--- ENTRIES SUPPLIED Enclosed Below ---

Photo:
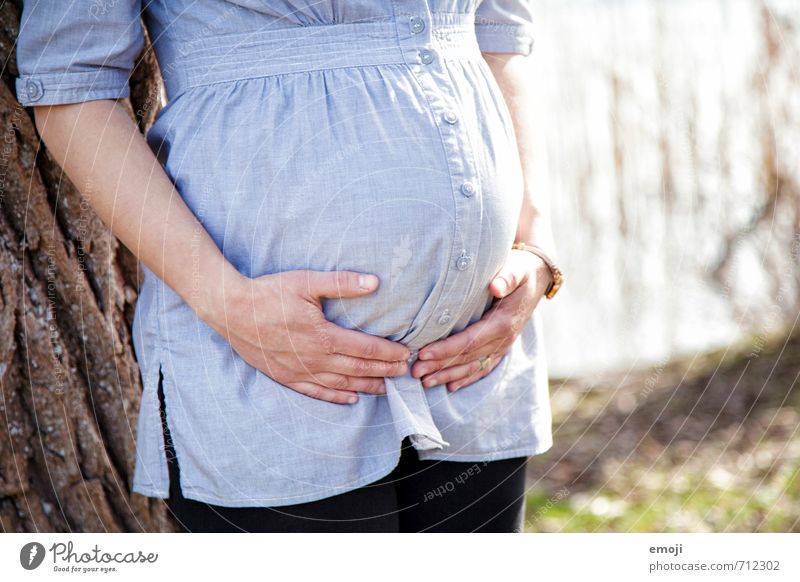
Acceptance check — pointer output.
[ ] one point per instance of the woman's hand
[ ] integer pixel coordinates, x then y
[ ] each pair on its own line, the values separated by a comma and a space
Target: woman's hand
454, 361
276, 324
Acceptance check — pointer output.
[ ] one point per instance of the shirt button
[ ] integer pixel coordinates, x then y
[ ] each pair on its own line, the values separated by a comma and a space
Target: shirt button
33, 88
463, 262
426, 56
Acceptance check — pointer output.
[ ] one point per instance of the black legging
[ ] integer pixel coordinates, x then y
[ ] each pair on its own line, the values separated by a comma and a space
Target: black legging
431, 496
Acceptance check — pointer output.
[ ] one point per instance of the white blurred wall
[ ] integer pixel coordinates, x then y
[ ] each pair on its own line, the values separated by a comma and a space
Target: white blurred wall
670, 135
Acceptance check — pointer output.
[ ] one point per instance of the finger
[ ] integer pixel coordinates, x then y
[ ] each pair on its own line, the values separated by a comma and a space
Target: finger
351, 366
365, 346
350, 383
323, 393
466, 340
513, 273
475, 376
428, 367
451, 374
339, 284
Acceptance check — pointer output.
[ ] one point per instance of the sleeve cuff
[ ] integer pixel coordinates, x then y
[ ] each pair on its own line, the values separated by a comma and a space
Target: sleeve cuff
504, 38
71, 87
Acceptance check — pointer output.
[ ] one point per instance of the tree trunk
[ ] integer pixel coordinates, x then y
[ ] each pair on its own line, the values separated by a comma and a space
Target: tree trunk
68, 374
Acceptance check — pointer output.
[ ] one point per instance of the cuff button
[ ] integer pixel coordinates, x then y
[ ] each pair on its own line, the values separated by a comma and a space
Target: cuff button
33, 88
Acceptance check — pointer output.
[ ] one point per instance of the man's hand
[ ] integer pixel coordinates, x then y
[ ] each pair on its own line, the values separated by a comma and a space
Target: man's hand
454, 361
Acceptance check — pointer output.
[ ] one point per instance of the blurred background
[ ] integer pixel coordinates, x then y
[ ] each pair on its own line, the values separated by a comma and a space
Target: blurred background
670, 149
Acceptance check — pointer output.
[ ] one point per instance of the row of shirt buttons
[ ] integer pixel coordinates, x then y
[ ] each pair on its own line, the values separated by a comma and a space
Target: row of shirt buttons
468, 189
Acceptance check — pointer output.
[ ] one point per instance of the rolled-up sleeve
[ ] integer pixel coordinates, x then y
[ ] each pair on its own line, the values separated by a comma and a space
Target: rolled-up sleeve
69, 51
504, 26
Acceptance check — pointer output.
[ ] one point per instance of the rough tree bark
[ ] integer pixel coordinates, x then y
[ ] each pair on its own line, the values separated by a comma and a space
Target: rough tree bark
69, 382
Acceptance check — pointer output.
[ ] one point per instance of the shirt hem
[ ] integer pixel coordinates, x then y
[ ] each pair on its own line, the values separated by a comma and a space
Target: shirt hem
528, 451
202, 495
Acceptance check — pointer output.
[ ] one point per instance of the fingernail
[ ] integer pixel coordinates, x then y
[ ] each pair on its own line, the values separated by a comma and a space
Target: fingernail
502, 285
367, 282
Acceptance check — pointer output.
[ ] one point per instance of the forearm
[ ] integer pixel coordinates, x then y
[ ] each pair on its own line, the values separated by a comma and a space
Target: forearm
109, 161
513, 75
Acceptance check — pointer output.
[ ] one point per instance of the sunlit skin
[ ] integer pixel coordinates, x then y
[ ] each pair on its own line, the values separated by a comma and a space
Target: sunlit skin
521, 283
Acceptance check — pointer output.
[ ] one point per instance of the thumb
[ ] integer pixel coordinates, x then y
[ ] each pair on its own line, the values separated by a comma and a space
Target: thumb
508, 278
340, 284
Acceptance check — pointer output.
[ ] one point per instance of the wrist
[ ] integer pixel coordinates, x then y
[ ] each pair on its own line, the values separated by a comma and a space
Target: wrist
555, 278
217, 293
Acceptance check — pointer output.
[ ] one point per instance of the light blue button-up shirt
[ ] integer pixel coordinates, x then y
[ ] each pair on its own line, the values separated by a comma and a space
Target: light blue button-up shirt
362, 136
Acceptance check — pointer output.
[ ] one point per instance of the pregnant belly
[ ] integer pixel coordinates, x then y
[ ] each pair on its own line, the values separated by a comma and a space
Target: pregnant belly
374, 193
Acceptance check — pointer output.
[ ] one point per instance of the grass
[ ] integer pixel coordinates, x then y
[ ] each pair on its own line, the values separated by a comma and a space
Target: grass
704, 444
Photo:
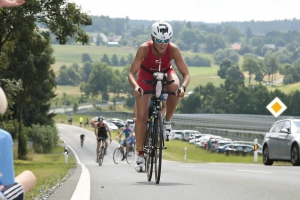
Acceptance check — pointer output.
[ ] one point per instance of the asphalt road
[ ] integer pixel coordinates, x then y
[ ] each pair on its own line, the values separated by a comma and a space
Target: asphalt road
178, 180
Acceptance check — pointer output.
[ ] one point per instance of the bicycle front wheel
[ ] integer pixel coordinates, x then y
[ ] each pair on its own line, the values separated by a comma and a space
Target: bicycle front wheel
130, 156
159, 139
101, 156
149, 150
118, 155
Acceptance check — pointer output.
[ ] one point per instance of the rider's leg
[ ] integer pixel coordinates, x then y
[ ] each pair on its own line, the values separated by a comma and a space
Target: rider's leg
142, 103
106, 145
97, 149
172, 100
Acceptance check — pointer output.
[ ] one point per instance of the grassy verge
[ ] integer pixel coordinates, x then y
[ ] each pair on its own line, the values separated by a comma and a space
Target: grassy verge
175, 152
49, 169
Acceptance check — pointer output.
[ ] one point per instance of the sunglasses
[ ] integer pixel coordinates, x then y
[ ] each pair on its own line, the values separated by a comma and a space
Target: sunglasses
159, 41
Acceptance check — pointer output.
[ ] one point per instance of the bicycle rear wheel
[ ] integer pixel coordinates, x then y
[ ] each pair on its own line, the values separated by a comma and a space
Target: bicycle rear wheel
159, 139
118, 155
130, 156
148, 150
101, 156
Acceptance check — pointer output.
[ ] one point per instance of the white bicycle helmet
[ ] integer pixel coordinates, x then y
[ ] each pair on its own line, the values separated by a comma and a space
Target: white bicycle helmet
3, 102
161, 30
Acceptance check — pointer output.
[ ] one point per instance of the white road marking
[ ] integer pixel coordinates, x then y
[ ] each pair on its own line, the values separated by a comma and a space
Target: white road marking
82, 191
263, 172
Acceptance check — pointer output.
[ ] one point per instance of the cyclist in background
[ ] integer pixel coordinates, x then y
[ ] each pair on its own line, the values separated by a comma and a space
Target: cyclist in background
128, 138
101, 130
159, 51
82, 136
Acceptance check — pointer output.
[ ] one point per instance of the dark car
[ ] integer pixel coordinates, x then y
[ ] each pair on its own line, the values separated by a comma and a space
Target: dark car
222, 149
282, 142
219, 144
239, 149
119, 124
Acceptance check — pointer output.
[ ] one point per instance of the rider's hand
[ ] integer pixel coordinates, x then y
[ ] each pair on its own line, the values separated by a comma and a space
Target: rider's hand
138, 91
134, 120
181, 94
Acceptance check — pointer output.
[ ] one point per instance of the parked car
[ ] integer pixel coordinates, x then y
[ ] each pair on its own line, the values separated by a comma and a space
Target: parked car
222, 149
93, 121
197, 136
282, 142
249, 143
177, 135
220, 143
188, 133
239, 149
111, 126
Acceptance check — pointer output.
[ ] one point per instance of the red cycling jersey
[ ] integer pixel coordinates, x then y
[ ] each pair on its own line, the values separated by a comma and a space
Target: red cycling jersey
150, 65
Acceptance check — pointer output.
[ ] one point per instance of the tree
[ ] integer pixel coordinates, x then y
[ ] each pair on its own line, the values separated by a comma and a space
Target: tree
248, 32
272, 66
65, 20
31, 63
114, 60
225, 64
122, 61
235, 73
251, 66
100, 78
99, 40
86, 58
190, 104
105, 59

--- End of Enclosed ENTRIES SUPPLIED ---

(EXERCISE REQUIREMENTS):
Drop the images; copy every entry above exactly.

(REPLY TO THE TASK):
Photo:
Acceptance check — pointer output.
[ ] one point per instance of the woman's hand
[ ] integer pixel coordinates, x then y
[ ] each pair on its own line, the values separated by a comma and a space
Target: woman's hand
454, 361
276, 324
Acceptance check — pointer output.
[ ] one point per instance of the shirt button
[ ] integer pixel coordinates, x then y
[ ] each pair on its own line, the values separated by a comma and a space
Target: shirt button
33, 88
463, 262
426, 56
Acceptance check — pointer output.
[ ] one point per instance of the black legging
[ ] integer pixel coordinates, x then y
[ ] each pair on its own line, the values separated by a comma and a space
Target: black legging
431, 496
Acceptance check — pointer output.
[ ] one point per instance of the white blurred wall
[ ] integer pixel coordinates, x then y
[ ] each pair on its own line, the values separated by a comma and a space
Target: white blurred wall
670, 135
Acceptance check — pointer output.
[ ] one point per instance of the finger
[ ] integer pixel coordinates, x then y
[ ] each pair on its own line, the values separated by a comma and a space
Target: finger
351, 366
365, 346
350, 383
323, 393
466, 340
513, 273
475, 376
428, 367
451, 374
339, 284
Acceptance check — pointer output.
[ ] one point per instance of the sleeve cuff
[ ] integer pixel coordinates, x then y
[ ] each pair on its own line, the values separated by a comma and a space
Target: sleeve cuff
504, 38
71, 87
Acceptance check — pointer output.
[ ] one point per instance of the tree trunk
[ ] integer pixel coordinates, x then y
[ ] each pair on its own line, the values separated by a comma and a space
Target: tree trunk
68, 374
Acceptance check — pointer output.
[ ] one point per instance of the cuff button
[ ] integer pixel coordinates, x then y
[ ] each pair on its own line, the values separated by a comma and a space
Target: cuff button
33, 88
Acceptance check — pointer output.
[ ] one point per instance of the man's hand
[ ] integer pixel coordinates, x then y
[ ] each pair on its own line, the values separated by a comma and a space
Target: man's hand
454, 361
Acceptance check — pointer output.
[ ] one point per instance of the blurred background
[ ] integer pixel coordinates, x then y
[ ] each pair on its own line, the values separated by a comma and a space
Target: blurred background
670, 149
Acceptance check — pointer output.
[ ] one point per instance of the row of shirt buttons
[ ] integer pixel coordinates, x then y
[ ] each pair on its own line, the values separated by a comma and a space
Target: row of shirt buttons
468, 189
Acceptance check — pointer output.
[ ] one point per instance of the rolled-up sleeve
[ ] integer pixel coordinates, x then y
[ ] each pair on its own line, the values separated by a comma and a space
Target: rolled-up sleeve
69, 51
504, 26
Acceptance check — pointer output.
[ ] one point per instance of the rough tree bark
[ ] integer pixel coordinates, x then y
[ ] each pair on its own line, the values separated by a comma and a space
Target: rough tree bark
69, 382
Acceptance check — pointer output.
[ ] one point per instance of the shirt hem
[ ] integer pixel coordinates, x then y
[ ] each pair on its own line, the values separated by a comma and a space
Target: shirt hem
528, 451
202, 495
Acceptance check — pointer output.
[ ] one point per instance of the fingernail
[ ] integer pixel coordinates, x then y
[ ] each pair on its own line, the values separated by a comma and a space
Target: fingernail
502, 285
367, 282
Acceptance check — pointer output.
[ ] one point per instance of the forearm
[ ] integer pixel coordinates, x then y
[ ] each pair on its own line, the values separated by a comma and a space
Target: forearm
109, 161
513, 75
Acceptance check — pointer output.
[ ] one point per instance of the sunlit skin
[ ] integer pixel coordinates, x then y
[ ] each pair on its own line, the values separated by a comma and a space
Target: sunlit skin
521, 283
Acceptance check — pointer output.
[ ] one point per instance of the thumb
[ ] integer pixel coordinates, x then y
[ ] each pair on its own line, the values separated by a comma and a space
Target: thumb
508, 278
340, 284
Acceptance check — pointer output.
[ ] one point per instance of the wrist
[ ] integer pixel coordinates, x then y
[ ] each pair on its own line, the values separated by a comma and a space
Target: wrist
555, 278
217, 293
Acceptance check — pointer output.
[ ] one point per instance of the light blue button-up shirt
[ ] integer pixel coordinates, x then y
[ ] each pair on its own line, the values separated by a comma and a space
Target: light blue button-up shirt
362, 136
Acceptance check — pointer output.
[ ] one point per instance of the pregnant belly
[ ] integer pixel coordinates, x then y
[ ] each pair on its own line, the values separated by a comma and a space
Target: pregnant belly
374, 193
Acceptance check — pointer output.
[ ] one point per instance of the grass
[ ] integer pixel coordinates, x then y
[ ] each pair on its own line, the values separated by a comma and a space
Target: grass
704, 444
Photo:
Acceptance check — pointer output.
[ ] one point per instance of the asphalt road
[ ] integer pixel coordinates, x then y
[ ] each pair on its own line, the values separated by a comma and a space
Target: asphalt road
178, 180
Acceptance check — pointer output.
[ ] one point per instance of the bicycle front wheel
[ ] integer pixel coordinates, x then y
[ ] each pair on its own line, the values separated by a comma and a space
Target: bicycle front wheel
130, 156
159, 139
101, 156
149, 150
118, 155
Acceptance check — pointer output.
[ ] one point per instance of the rider's leg
[ ] integer pixel coordinates, x then y
[ ] each pair on its own line, the values separated by a comma and a space
Target: rider's leg
142, 103
106, 145
97, 149
172, 100
Acceptance check — pointer output.
[ ] one point per instance of the grassy verge
[ ] integer pixel coordinates, x then y
[ ] each pair on its own line, the values separated by a comma and a space
Target: grassy verge
175, 152
49, 169
Acceptance check — pointer output.
[ ] one point per instance of the sunglasses
[ ] integer pixel coordinates, x then y
[ ] each pair on its own line, the values separated by a comma and a space
Target: sunglasses
159, 41
Acceptance check — pointer output.
[ ] one point per instance of the bicycle rear wheel
[ ] integer pixel coordinates, x then y
[ ] each pair on its own line, the values separated by a comma and a space
Target: bicycle rear wheel
159, 139
118, 155
130, 156
148, 150
101, 156
Acceptance check — pointer output.
[ ] one point per instance of the white bicycle helmet
[ ] integer pixel coordinates, x then y
[ ] each pair on its own line, the values separated by a comma and a space
Target: white bicycle helmet
3, 102
161, 30
Acceptance check — pointer output.
[ ] one point per instance of the white road marking
[ ] integer pixel coordinates, x then y
[ ] each pair on its own line, the values separated by a comma and a space
Target: white road marking
82, 191
263, 172
Acceptance check — pointer output.
[ ] one point per instance of the cyclist in background
[ ] integer pixel coordinates, x then y
[ ] each pair on its own line, the values separated by a comma and a space
Target: cyclist in background
128, 138
101, 130
159, 51
82, 136
Acceptance check — pointer output.
[ ] one point per instance of the dark car
[ ] integer pixel coordinates, x then y
[ ] each pair on its own line, the values separated by a comma and a space
Target: dark car
222, 149
282, 142
219, 144
239, 149
119, 124
Acceptance check — pointer output.
[ ] one point per instance of the rider's hand
[ ] integer pixel coordinates, x then y
[ ] each pair on its own line, the values separated by a comma and a space
Target: rider's hand
138, 91
134, 120
181, 94
Acceptance check — pointer output.
[ ] one point per instance of the parked car
[ ] integer pixel coordinates, x then y
[ ] each pair on its own line, the values separated by a comma and a space
Target: parked car
222, 149
93, 121
197, 136
282, 142
249, 143
177, 135
220, 143
188, 133
239, 149
111, 126
Acceptance check — pointer output.
[ ] one point per instance of the red cycling jersey
[ ] integer pixel coordinates, x then y
[ ] each pair on its own line, the values separated by a comma and a space
Target: red cycling jersey
150, 65
Acceptance check — pointer output.
[ ] one point per instance of the tree
[ ] integer pixel coordinates, x then y
[ ] each pair on its own line, the values separated by a comma and a space
Target: tree
248, 32
272, 66
65, 20
31, 63
114, 60
225, 64
122, 61
235, 73
251, 66
100, 78
99, 40
86, 58
190, 104
105, 59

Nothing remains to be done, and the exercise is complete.